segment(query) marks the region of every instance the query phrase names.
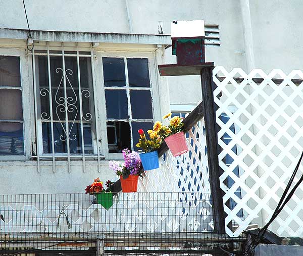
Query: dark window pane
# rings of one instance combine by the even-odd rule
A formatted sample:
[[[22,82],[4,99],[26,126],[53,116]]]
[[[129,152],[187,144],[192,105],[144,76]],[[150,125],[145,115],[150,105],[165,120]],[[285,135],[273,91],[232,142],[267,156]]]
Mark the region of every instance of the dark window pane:
[[[128,119],[126,90],[106,90],[106,113],[108,119]]]
[[[138,131],[140,129],[142,129],[144,132],[147,134],[147,131],[148,130],[152,130],[153,125],[153,123],[151,122],[132,122],[131,127],[133,133],[133,143],[134,150],[135,151],[142,150],[142,149],[139,148],[139,147],[136,146],[136,144],[139,141],[139,134],[138,133]]]
[[[21,91],[0,89],[0,119],[23,120],[23,116]]]
[[[23,125],[0,123],[0,155],[24,155]]]
[[[124,60],[122,58],[103,58],[105,86],[125,86]]]
[[[121,153],[124,148],[131,148],[128,122],[108,121],[107,126],[109,152]]]
[[[63,127],[62,127],[63,126]],[[82,153],[82,137],[81,125],[79,123],[69,123],[70,134],[70,151],[71,153]],[[67,141],[64,132],[65,123],[54,123],[55,151],[56,153],[67,152]],[[43,149],[44,153],[52,153],[52,128],[50,123],[42,123]],[[92,142],[90,124],[83,123],[84,152],[92,153]]]
[[[150,87],[147,59],[128,59],[127,69],[130,86]]]
[[[21,86],[19,57],[0,56],[0,86]]]
[[[136,119],[152,119],[150,91],[147,90],[131,90],[130,93],[132,118]]]

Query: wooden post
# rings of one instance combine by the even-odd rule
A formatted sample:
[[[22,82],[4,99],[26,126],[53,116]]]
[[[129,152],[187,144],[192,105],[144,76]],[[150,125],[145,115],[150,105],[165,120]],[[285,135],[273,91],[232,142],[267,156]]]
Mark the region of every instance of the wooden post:
[[[213,69],[213,67],[201,70],[201,85],[215,232],[223,234],[225,233],[225,224],[222,191],[220,185],[218,135],[212,86]]]
[[[104,243],[103,239],[97,239],[96,244],[97,256],[103,256],[104,255]]]

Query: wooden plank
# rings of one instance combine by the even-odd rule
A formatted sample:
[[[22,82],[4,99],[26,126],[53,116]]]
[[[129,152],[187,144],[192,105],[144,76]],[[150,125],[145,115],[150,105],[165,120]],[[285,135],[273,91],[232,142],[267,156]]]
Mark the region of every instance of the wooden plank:
[[[3,242],[13,241],[49,241],[67,242],[69,241],[95,241],[97,239],[111,241],[204,241],[209,242],[235,241],[241,242],[246,240],[246,236],[241,235],[237,237],[230,237],[225,234],[213,233],[0,233],[0,241]]]
[[[206,62],[199,65],[192,66],[182,66],[178,64],[159,65],[158,69],[160,76],[190,76],[200,75],[202,69],[213,66],[213,62]]]
[[[220,187],[218,159],[218,138],[213,91],[213,68],[201,70],[202,96],[204,104],[206,137],[215,231],[225,233],[223,193]]]
[[[195,125],[199,120],[203,118],[204,116],[204,106],[203,103],[200,103],[184,120],[184,129],[186,132],[191,129],[192,127]],[[161,158],[162,156],[168,150],[168,147],[166,143],[163,141],[161,146],[158,149],[158,156]],[[143,169],[141,169],[140,173],[144,172]],[[118,193],[121,191],[121,183],[119,180],[117,180],[112,185],[112,191],[114,193]]]

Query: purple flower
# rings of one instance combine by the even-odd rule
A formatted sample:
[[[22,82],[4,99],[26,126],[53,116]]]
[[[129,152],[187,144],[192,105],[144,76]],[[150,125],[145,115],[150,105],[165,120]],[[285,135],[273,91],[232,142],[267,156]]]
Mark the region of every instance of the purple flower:
[[[120,162],[114,160],[112,160],[109,162],[109,167],[115,173],[122,172],[123,170],[123,167],[121,165]]]
[[[138,174],[141,169],[141,159],[139,154],[134,151],[131,153],[128,149],[122,151],[124,158],[124,166],[131,175]]]

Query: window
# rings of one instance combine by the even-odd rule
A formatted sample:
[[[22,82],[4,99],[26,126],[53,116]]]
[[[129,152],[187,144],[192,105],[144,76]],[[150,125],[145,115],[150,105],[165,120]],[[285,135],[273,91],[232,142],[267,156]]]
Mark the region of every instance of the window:
[[[46,156],[93,154],[90,53],[38,51],[35,69],[39,151]]]
[[[24,155],[20,62],[0,56],[0,155]]]
[[[110,153],[136,149],[137,131],[154,123],[148,59],[103,57]]]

_____

> **GOAL**
Rewrite the material above as a JSON list of strings, one string per line, with blank lines dropped and the picture lines left out.

> **SOLVED EXERCISE**
[
  "segment(query) marks the region of every instance the query phrase names.",
  "Query: dark window pane",
  "# rings of one instance combine by the even-odd rule",
  "A formatted sample:",
  "[[[22,82],[4,99],[26,126],[53,116]]]",
  "[[[129,152],[187,144],[192,105],[144,76]],[[150,125],[145,115],[150,105],[165,120]],[[285,135],[273,91],[232,142],[267,156]]]",
  "Mark the region of every instance of the dark window pane:",
  "[[[128,119],[126,90],[106,90],[106,113],[108,119]]]",
  "[[[138,131],[140,129],[142,129],[144,132],[147,134],[147,131],[148,130],[152,130],[153,125],[153,123],[151,122],[132,122],[131,127],[133,133],[133,143],[134,150],[135,151],[142,150],[142,149],[139,148],[139,147],[136,146],[136,144],[139,141],[139,134],[138,133]]]",
  "[[[21,91],[0,89],[0,119],[23,120],[23,116]]]",
  "[[[23,125],[0,123],[0,155],[24,155]]]",
  "[[[124,60],[122,58],[103,58],[105,86],[125,86]]]",
  "[[[121,153],[124,148],[131,148],[128,122],[108,121],[107,126],[109,152]]]",
  "[[[63,127],[62,127],[63,126]],[[82,153],[82,137],[81,125],[79,123],[69,123],[70,134],[70,151],[71,153]],[[67,141],[64,132],[65,123],[54,123],[55,151],[56,153],[67,152]],[[43,149],[44,153],[52,153],[52,128],[50,123],[42,123]],[[92,142],[90,124],[83,123],[84,152],[92,153]]]",
  "[[[150,87],[147,59],[128,59],[127,69],[130,86]]]",
  "[[[21,86],[19,57],[0,56],[0,86]]]",
  "[[[136,119],[152,119],[150,91],[147,90],[131,90],[130,93],[132,118]]]",
  "Query: wooden post",
  "# rings of one instance combine by the even-odd rule",
  "A formatted sample:",
  "[[[22,82],[4,99],[26,126],[53,116]]]",
  "[[[129,152],[187,144],[192,105],[144,76]],[[150,125],[145,115],[150,105],[165,120]],[[285,135],[273,91],[232,142],[267,156]]]",
  "Mark the region of every instance of the wooden post:",
  "[[[213,69],[213,67],[201,70],[201,85],[215,232],[223,234],[225,233],[225,224],[222,191],[220,185],[218,135],[212,86]]]",
  "[[[104,243],[103,239],[97,239],[96,244],[97,256],[103,256],[104,255]]]",
  "Query: wooden plank",
  "# rings of one instance combine by the even-odd rule",
  "A formatted sample:",
  "[[[22,82],[4,99],[26,126],[53,116]]]",
  "[[[129,152],[187,144],[192,105],[144,76]],[[150,125],[145,115],[150,105],[165,120]],[[285,135],[273,91],[232,142],[267,156]]]",
  "Mark the region of every instance of the wooden plank:",
  "[[[3,242],[13,241],[49,241],[67,242],[69,241],[95,241],[97,239],[111,241],[204,241],[209,242],[235,241],[241,242],[246,240],[246,236],[241,235],[237,237],[230,237],[225,234],[213,233],[0,233],[0,241]]]",
  "[[[206,62],[199,65],[192,66],[182,66],[178,64],[159,65],[158,69],[160,76],[190,76],[200,75],[202,69],[213,66],[213,62]]]",
  "[[[220,187],[218,159],[218,138],[213,91],[213,68],[201,70],[202,96],[204,104],[206,137],[215,231],[225,233],[223,193]]]",
  "[[[195,125],[199,120],[203,118],[204,116],[204,106],[203,103],[200,103],[184,120],[184,129],[186,132],[191,129],[192,127]],[[161,158],[162,156],[168,150],[168,147],[166,143],[163,141],[161,146],[158,149],[158,156]],[[143,169],[141,169],[140,173],[144,172]],[[118,193],[121,191],[121,183],[119,180],[117,180],[112,185],[112,191],[114,193]]]",
  "Query: purple flower",
  "# rings of one instance combine by the even-odd rule",
  "A formatted sample:",
  "[[[22,82],[4,99],[26,126],[53,116]]]",
  "[[[129,152],[187,144],[192,105],[144,76]],[[150,125],[145,115],[150,105],[165,120]],[[285,135],[273,91],[232,142],[267,156]]]",
  "Mark the region of every instance of the purple flower:",
  "[[[120,162],[114,160],[112,160],[109,162],[109,167],[115,173],[122,172],[123,170],[123,167],[121,165]]]",
  "[[[138,174],[141,169],[141,159],[139,154],[134,151],[131,153],[128,149],[122,151],[124,158],[124,166],[131,175]]]",
  "Query: window",
  "# rings of one instance combine by the even-odd rule",
  "A formatted sample:",
  "[[[22,82],[4,99],[26,126],[53,116]]]",
  "[[[129,152],[187,144],[192,105],[144,76]],[[150,125],[145,115],[150,105],[165,120]],[[285,135],[273,91],[232,142],[267,156]]]",
  "Mark the region of every instance of the window:",
  "[[[46,156],[93,154],[90,53],[38,51],[35,69],[39,151]]]",
  "[[[24,155],[20,62],[0,56],[0,155]]]",
  "[[[110,153],[136,149],[137,131],[154,123],[148,59],[103,57]]]"
]